_Job 1_
Copy word for word the passage of the lightbulb probability post starting with "I am answering" and going on through "range $p ± 0.1$?".
======== Source document ========
I am answering the below question from recitation 20, this course.
The question is:
"In your summer internship, you are working for the world’s largest producer of lightbulbs. Your manager asks you to estimate the quality of production, that is, to estimate the probability $p$ that a bulb produced by the factory is defectless. You are told to assume that all lightbulbs have the same probability of having a defect, and that defects in different lightbulbs are independent.
ii) If you test 50 light bulbs, what is the probability that your estimate is in the range $p ± 0.1$?
I went about it using the central limit theorem (CLT):
Let $D$ be the event a light bulb is defective, and $P(D) = p$. Therefore defective lightbulbs can be modelled as as r.v. $X$ where $X \sim \text{Bern}(p)$. We sample $n=50$ i.i.d draws of the r.v. $X$, $X_1, ..., X_{50}$.
========
_Job 2_
Quote the lines of the listing below, starting with the line with "Annotation task — tag the column base" and going on through the line with "[(165, 315), (92, 78), (354, 361), (337, 205), (288, 180)]".
======== Data shown ========
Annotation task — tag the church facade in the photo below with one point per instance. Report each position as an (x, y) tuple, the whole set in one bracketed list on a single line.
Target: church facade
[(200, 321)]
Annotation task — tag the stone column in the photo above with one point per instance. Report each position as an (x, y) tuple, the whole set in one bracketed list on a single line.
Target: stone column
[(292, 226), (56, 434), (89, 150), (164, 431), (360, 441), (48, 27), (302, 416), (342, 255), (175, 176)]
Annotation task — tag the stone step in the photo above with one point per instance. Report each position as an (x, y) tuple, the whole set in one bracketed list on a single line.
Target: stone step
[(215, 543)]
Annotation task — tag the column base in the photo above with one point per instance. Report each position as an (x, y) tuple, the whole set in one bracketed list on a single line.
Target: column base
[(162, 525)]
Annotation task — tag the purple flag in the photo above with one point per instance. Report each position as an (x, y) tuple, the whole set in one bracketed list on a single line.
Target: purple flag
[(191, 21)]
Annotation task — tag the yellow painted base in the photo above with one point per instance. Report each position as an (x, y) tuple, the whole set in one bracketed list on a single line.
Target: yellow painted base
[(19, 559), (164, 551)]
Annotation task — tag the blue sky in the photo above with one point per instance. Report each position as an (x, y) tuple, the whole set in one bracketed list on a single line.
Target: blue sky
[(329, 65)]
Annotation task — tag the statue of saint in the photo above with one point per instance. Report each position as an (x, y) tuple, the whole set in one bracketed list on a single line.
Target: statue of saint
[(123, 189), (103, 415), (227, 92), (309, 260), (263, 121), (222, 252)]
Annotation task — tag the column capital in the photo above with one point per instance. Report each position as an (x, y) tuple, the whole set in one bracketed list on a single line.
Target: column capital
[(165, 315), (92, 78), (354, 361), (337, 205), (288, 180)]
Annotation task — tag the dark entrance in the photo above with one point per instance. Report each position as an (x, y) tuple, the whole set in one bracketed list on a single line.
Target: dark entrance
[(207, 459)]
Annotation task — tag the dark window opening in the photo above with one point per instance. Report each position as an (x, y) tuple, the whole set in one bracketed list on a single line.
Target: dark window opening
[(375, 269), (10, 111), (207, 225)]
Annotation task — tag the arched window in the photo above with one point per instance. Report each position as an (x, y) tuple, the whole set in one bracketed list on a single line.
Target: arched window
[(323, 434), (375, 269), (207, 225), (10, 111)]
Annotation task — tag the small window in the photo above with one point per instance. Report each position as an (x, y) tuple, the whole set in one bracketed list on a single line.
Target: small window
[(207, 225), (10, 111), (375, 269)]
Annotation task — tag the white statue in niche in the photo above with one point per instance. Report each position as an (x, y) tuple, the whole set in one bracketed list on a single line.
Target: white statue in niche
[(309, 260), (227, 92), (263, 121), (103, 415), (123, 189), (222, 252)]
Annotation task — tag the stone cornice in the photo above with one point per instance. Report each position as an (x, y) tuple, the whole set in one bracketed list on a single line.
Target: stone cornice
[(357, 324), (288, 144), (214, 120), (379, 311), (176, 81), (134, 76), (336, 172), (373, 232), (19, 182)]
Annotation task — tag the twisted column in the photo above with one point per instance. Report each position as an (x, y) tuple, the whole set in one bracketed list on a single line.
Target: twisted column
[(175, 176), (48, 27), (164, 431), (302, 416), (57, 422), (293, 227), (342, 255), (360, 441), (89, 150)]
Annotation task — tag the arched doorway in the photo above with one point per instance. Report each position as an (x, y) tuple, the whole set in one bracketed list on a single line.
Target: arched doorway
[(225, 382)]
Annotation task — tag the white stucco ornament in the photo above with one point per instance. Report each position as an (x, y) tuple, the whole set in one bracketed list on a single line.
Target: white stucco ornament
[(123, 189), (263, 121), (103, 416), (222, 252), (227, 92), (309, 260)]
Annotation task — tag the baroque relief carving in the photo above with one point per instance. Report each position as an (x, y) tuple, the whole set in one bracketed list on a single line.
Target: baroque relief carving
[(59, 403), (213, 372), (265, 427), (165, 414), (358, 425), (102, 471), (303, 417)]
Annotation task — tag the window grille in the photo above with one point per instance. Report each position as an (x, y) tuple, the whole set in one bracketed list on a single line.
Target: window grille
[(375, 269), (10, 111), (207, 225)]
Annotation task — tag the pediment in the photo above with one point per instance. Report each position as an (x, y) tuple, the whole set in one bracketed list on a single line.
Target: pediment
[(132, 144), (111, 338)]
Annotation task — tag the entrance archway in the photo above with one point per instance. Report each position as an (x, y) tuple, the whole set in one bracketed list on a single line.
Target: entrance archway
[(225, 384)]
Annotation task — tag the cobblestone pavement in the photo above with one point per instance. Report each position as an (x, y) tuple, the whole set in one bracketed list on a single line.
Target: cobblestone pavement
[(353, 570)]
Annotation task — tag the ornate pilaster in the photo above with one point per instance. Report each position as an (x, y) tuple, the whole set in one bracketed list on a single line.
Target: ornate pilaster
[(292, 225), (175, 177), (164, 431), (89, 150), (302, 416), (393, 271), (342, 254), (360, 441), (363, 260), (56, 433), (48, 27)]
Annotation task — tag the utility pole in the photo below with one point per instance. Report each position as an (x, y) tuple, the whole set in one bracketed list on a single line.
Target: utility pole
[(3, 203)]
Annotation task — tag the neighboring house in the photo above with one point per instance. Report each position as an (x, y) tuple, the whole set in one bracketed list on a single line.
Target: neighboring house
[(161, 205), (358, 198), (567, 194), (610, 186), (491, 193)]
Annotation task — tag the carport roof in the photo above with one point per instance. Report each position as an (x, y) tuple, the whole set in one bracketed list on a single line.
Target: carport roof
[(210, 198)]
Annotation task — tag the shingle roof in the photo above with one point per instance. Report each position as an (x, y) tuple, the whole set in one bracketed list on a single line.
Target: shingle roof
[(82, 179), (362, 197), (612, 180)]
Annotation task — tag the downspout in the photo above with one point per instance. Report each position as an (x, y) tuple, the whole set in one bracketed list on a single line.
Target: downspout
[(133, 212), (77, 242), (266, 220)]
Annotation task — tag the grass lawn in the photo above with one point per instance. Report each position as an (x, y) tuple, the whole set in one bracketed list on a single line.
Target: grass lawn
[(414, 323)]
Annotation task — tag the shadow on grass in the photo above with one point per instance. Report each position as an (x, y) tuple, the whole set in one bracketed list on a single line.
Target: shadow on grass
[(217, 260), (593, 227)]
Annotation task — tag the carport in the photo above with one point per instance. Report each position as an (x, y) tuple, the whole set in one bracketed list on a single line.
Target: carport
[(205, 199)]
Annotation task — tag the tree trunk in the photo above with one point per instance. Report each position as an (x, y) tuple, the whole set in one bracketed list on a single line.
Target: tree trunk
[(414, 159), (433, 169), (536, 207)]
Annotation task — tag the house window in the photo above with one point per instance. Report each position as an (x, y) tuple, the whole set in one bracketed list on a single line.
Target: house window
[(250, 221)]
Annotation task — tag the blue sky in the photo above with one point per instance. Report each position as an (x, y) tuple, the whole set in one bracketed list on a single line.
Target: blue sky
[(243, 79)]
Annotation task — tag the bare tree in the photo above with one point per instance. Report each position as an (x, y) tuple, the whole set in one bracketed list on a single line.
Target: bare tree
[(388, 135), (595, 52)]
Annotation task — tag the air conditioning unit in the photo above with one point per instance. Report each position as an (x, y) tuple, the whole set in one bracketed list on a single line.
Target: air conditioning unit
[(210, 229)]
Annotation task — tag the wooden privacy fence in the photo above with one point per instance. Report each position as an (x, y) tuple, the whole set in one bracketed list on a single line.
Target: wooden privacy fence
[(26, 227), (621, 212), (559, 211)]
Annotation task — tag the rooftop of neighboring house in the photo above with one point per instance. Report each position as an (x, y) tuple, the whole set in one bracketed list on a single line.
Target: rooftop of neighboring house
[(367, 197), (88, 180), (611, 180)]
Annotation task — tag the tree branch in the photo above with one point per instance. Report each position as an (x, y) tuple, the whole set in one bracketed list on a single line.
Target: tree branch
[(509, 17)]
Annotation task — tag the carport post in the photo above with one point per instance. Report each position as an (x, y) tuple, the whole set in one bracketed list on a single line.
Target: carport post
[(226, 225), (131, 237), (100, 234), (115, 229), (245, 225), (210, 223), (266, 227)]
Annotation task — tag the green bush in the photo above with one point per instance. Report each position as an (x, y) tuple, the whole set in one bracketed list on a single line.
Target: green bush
========
_Final answer 1_
I am answering the below question from recitation 20, this course.
The question is:
"In your summer internship, you are working for the world’s largest producer of lightbulbs. Your manager asks you to estimate the quality of production, that is, to estimate the probability $p$ that a bulb produced by the factory is defectless. You are told to assume that all lightbulbs have the same probability of having a defect, and that defects in different lightbulbs are independent.
ii) If you test 50 light bulbs, what is the probability that your estimate is in the range $p ± 0.1$?

_Final answer 2_
Annotation task — tag the column base in the photo above with one point per instance. Report each position as an (x, y) tuple, the whole set in one bracketed list on a single line.
Target: column base
[(162, 525)]
Annotation task — tag the purple flag in the photo above with one point per instance. Report each position as an (x, y) tuple, the whole set in one bracketed list on a single line.
Target: purple flag
[(191, 21)]
Annotation task — tag the yellow painted base in the photo above with one point per instance. Report each position as an (x, y) tuple, the whole set in one bracketed list on a single line.
Target: yellow painted base
[(19, 559), (164, 551)]
Annotation task — tag the blue sky in the photo above with one point per instance. Report each position as an (x, y) tuple, the whole set in one bracketed list on a single line.
Target: blue sky
[(329, 65)]
Annotation task — tag the statue of saint in the photo above with one point per instance. Report each position as an (x, y) tuple, the whole set in one bracketed list on a single line.
Target: statue of saint
[(123, 189), (103, 415), (227, 92), (309, 260), (263, 121), (222, 252)]
Annotation task — tag the column capital in the photo above with one point per instance. Report each position as an (x, y) tuple, the whole set in one bracketed list on a single line.
Target: column capital
[(165, 315), (92, 78), (354, 361), (337, 205), (288, 180)]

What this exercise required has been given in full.